给定文本 =>
==*==

营养问题一下子严峻起来,食堂有荤菜,但免费发放的菜票不够用的,要不要自己掏钱买一些菜票?

最后的决定是自己改善,买了一些鸡蛋,每天蒸一碗蛋花,增加一点营养,父亲的意见当然是母亲一个人吃,但母亲不同意,她说过去我家营养条件不错,所以大家的消化系统都缺乏充分吸收营养的能力,我和父亲也应该已经营养不良了,只是没有发作而已。

最后的决定是三个人分享这碗鸡蛋,母亲多吃一点,每天一个鸡蛋已经是日渐拮据的经济能够承担的极限了。

猛虎团的小伙子们显然也感受到了营养不良的困难,他们需要经费来改善伙食,于是精心排练了样板戏《沙家浜》,公开演出。

不记得样板戏这个说法是什么时候提出的了,但《沙家浜》这出戏当时已经有了,我也看过一次,不记得在什么地方看的了。

演出是在城里的剧场,我们一家也得到了免费赠票,一起去看了演出,这些学生排练得很认真,演出水平不低,记得演了好几场,筹集了不少经费。

==*==

练习任务 =>
(a) 在讲述营养困难的文本中,猛虎团的小伙子们为筹集改善伙食的经费,排练并公开演出了哪出样板戏?
(b) 请从讲述营养困难的文本的最后一句之后接着往下续写。

数据集部分 =>
==*==

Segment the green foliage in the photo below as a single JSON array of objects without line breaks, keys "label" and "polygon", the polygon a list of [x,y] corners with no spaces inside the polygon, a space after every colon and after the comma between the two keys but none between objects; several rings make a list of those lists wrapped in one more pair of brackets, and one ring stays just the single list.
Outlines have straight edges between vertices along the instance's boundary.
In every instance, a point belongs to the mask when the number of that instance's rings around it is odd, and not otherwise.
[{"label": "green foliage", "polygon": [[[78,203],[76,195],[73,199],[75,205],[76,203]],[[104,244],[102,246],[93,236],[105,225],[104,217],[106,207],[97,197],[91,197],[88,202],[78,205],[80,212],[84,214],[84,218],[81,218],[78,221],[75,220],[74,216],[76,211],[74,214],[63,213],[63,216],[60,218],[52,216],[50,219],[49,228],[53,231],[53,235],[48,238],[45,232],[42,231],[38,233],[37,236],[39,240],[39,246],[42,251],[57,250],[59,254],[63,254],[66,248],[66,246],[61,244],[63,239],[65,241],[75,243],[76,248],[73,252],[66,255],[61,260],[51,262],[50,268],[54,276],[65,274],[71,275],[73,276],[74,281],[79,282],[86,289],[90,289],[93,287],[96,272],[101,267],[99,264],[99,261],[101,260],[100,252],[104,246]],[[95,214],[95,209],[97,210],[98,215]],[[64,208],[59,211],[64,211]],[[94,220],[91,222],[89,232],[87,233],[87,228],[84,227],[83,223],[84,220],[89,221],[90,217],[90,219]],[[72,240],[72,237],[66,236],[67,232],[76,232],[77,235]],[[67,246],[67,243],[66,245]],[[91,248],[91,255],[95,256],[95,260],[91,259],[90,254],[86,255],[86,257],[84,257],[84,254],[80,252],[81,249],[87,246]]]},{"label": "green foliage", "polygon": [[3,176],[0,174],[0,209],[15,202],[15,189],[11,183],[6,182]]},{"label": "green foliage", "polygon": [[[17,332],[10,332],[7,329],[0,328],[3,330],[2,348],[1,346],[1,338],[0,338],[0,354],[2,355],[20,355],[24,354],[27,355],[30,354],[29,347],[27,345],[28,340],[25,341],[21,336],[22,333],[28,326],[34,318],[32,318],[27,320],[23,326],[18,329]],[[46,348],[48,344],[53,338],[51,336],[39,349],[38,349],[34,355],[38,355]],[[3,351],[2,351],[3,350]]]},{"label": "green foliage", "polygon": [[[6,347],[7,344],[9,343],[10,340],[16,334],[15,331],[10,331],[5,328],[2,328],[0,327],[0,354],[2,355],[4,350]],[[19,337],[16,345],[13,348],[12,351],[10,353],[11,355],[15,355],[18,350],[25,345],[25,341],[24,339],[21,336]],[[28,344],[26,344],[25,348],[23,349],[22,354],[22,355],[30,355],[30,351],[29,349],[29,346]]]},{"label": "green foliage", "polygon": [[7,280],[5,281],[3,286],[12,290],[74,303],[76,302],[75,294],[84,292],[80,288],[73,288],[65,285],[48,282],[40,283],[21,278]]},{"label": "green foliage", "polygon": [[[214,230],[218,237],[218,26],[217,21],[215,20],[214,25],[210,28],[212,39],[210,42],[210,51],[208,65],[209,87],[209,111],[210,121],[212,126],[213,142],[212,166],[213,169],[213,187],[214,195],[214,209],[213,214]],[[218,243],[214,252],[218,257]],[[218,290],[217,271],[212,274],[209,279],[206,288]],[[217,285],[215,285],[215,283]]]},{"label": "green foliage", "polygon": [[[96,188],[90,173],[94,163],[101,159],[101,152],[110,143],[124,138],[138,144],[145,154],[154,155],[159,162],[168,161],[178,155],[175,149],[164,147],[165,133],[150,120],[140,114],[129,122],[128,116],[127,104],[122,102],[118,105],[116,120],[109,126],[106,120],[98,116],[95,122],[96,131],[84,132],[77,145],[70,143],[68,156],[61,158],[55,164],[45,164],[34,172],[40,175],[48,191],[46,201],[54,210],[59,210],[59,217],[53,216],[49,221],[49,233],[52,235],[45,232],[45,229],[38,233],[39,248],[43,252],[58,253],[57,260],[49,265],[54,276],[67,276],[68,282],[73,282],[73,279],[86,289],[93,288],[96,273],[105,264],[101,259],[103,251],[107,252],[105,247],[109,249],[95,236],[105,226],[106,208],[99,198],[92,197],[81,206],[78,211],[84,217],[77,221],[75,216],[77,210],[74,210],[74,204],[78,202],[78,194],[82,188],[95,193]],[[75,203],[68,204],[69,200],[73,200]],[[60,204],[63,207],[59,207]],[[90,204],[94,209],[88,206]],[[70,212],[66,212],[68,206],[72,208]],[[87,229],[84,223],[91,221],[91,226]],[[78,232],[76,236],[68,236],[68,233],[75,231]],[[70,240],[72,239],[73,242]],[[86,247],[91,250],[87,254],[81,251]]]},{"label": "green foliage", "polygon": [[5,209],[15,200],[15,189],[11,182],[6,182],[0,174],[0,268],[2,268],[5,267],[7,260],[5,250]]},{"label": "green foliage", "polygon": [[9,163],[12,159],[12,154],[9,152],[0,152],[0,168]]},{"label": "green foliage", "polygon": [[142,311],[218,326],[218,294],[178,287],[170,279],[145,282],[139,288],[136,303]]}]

==*==

练习答案 =>
(a) 他们排练并公开演出了《沙家浜》。

(b)
肯定是要给东道主留不少赠票的了,但不可能满足全部需要,一些没有拿到赠票的当地造反派,就免不了想要来捣乱了。

就在我们去看的那一场,演出开始没有多久,二十来个当地造反派武斗人员全副武装,强行冲进了剧场,朝天鸣枪,要求坐在前排中间的观众把座位让出来,并且要台上的演员从头开始重新演出。

接下来的发展大家始料未及,演员中的的新四军鬼子兵以及胡传魁的兵齐刷刷的上了台子,整齐的站成两排,一阵拉枪栓的声音之后,前排的步枪全部指向天花板,后排的三十多支枪指向了刚才还威风凛凛现在已经目瞪口呆的那些造反派。

'郭建光’一声令下,前排步枪一齐开火,天花板扑簌簌的直往下掉落灰渣,引起一阵尖叫,大家这才知道,台上的道具枪全部都是真家伙,而且压满了子弹。

那些造反派已经全部丢掉了手里的枪举起了双手,赫赫有名的武斗王牌显然不是他们能够抗衡的,虽然是战败流亡,但如果真要不顾'战友情谊’干起来的话,这不到千人的猛虎团估计能够毫不费力的横扫整个宜宾市。

经过交涉,造反派们获准留下来观看演出,但只能站着看,不许影响其他观众。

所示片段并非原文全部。